» **DOCUMENT SECTION**

Officers Kept Eye on Protests From Within

By: BETH SHUSTER
TIMES STAFF WRITER

The Los Angeles Police Department calls them "scouts," and they are so good at their job that, during this week's protests, some were shot at and others were arrested--by their own colleagues.

The LAPD undercover officers assigned to join the crowds of demonstrators drawn by the Democratic National Convention are a young, purposefully ragtag group that has blended easily and invisibly into the sea of young faces protesting downtown.

Throughout the week, they have provided a key element in the Police Department's intelligence-gathering network, as they circulated unnoticed within crowds across the city.

They mingle with different groups of protesters, relaying information back to intelligence officers working at several LAPD command posts.

The LAPD's undercover operation was "an extremely critical part of the [department's] plan," said Cmdr. Tom Lorenzen, who oversees the department's convention planning unit. "Without good intelligence, we would not be as efficient as we are."

» **RECORD EXCERPTS**
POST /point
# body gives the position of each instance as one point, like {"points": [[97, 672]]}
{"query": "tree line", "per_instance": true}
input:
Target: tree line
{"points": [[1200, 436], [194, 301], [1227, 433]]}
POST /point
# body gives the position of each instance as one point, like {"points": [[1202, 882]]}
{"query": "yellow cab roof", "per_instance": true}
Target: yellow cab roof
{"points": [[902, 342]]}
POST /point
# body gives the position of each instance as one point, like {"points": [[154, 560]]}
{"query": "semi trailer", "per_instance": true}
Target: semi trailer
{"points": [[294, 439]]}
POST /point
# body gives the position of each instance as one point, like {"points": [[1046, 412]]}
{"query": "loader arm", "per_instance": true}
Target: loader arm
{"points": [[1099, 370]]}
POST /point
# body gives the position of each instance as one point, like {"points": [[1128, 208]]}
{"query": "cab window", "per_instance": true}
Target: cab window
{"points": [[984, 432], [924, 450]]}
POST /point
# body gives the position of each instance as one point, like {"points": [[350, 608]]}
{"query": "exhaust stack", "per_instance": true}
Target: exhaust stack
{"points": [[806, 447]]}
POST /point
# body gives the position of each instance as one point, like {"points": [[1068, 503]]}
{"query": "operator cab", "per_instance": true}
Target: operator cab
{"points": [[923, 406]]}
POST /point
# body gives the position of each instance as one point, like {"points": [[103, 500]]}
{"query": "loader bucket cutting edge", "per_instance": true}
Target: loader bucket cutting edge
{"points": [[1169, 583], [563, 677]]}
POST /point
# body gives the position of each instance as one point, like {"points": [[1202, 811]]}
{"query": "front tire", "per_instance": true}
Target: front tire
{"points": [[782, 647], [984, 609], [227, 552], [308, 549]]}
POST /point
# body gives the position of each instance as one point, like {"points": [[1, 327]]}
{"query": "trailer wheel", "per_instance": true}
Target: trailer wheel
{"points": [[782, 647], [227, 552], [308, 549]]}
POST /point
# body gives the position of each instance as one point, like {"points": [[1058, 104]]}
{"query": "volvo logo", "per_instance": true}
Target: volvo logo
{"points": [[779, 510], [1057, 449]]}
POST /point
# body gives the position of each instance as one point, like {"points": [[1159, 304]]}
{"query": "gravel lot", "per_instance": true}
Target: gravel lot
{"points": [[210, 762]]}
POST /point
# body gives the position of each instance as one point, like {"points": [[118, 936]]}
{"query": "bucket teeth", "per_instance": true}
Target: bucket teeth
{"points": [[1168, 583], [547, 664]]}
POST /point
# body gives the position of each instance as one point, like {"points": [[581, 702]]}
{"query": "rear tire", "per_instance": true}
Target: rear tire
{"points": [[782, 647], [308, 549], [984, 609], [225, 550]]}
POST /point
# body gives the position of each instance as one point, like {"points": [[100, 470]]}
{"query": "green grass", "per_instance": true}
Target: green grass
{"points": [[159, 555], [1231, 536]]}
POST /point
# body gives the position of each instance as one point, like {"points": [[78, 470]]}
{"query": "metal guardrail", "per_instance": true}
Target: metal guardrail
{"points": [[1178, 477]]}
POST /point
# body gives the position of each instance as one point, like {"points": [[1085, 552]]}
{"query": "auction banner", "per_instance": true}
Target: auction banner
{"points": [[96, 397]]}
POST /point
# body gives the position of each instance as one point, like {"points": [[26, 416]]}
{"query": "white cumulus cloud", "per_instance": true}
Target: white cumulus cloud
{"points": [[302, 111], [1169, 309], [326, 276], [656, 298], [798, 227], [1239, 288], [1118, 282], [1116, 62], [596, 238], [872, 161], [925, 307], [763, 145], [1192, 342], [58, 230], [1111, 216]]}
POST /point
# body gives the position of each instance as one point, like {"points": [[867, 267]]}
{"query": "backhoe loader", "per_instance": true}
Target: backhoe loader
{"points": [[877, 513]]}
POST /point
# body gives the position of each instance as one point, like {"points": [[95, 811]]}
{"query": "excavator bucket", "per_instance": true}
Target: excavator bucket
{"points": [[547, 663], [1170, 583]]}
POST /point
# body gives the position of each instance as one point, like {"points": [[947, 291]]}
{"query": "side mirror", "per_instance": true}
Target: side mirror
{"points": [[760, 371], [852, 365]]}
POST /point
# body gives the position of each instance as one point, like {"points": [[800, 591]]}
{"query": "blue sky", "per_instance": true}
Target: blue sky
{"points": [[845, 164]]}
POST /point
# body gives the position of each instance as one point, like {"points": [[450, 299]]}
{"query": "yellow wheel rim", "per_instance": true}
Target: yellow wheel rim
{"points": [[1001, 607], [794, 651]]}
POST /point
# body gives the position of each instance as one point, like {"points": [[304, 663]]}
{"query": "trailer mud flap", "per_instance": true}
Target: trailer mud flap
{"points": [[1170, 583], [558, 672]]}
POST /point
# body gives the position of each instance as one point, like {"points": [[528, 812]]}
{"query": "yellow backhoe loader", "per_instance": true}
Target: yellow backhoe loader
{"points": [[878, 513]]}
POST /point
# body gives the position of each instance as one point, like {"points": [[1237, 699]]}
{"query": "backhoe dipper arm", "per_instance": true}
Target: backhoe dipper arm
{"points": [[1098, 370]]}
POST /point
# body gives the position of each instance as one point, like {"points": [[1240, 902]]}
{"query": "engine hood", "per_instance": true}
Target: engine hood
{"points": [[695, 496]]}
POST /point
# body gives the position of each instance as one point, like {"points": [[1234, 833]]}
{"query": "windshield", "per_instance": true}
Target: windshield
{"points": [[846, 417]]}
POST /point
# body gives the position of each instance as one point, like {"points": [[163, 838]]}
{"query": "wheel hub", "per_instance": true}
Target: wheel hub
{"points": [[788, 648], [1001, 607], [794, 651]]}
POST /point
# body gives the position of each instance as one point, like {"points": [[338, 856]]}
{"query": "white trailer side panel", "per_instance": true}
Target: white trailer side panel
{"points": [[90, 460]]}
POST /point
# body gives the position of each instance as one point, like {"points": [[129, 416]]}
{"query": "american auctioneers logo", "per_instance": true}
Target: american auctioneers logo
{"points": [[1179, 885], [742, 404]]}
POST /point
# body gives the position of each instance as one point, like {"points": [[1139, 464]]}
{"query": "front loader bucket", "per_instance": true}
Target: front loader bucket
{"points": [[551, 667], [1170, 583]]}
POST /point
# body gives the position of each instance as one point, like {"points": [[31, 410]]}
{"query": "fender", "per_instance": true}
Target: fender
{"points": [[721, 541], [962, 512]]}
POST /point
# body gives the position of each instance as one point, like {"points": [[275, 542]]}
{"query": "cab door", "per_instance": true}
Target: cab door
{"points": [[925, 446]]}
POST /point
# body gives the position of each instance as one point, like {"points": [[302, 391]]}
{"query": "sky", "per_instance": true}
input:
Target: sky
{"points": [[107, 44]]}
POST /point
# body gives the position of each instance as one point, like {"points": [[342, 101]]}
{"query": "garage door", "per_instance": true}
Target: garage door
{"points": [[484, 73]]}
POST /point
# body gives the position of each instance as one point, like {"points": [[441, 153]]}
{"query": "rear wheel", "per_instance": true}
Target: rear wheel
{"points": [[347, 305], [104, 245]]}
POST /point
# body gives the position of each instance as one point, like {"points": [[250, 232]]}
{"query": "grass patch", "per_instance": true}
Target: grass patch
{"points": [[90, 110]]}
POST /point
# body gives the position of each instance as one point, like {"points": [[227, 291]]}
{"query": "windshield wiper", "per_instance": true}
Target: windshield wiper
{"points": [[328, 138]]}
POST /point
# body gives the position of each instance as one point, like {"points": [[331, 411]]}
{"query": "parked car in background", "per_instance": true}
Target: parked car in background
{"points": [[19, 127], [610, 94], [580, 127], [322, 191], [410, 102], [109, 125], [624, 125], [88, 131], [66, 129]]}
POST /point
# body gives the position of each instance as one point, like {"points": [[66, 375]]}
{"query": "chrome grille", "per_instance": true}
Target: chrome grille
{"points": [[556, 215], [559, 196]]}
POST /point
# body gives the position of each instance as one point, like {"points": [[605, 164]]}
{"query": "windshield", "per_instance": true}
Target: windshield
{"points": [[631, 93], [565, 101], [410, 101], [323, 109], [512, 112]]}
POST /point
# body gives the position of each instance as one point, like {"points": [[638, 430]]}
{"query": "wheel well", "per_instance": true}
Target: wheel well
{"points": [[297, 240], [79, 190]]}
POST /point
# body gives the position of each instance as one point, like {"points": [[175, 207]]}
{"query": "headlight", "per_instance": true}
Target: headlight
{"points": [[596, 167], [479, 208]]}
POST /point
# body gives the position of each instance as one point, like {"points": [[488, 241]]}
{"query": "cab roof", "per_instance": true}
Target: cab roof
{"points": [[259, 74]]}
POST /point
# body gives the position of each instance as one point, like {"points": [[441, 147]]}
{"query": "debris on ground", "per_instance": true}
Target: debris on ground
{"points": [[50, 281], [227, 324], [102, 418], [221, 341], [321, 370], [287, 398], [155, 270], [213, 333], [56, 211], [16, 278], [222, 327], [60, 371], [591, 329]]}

» **REQUIRED WORK**
(A) In the article on the LAPD's undercover officers, who oversees the department's convention planning unit?
(B) Revise the article on the LAPD's undercover officers between "The LAPD undercover" and "across the city.", inclusive, putting "scruffy" in place of "ragtag".

» **THE SOLUTIONS**
(A) Cmdr. Tom Lorenzen

(B)
The LAPD undercover officers assigned to join the crowds of demonstrators drawn by the Democratic National Convention are a young, purposefully scruffy group that has blended easily and invisibly into the sea of young faces protesting downtown.

Throughout the week, they have provided a key element in the Police Department's intelligence-gathering network, as they circulated unnoticed within crowds across the city.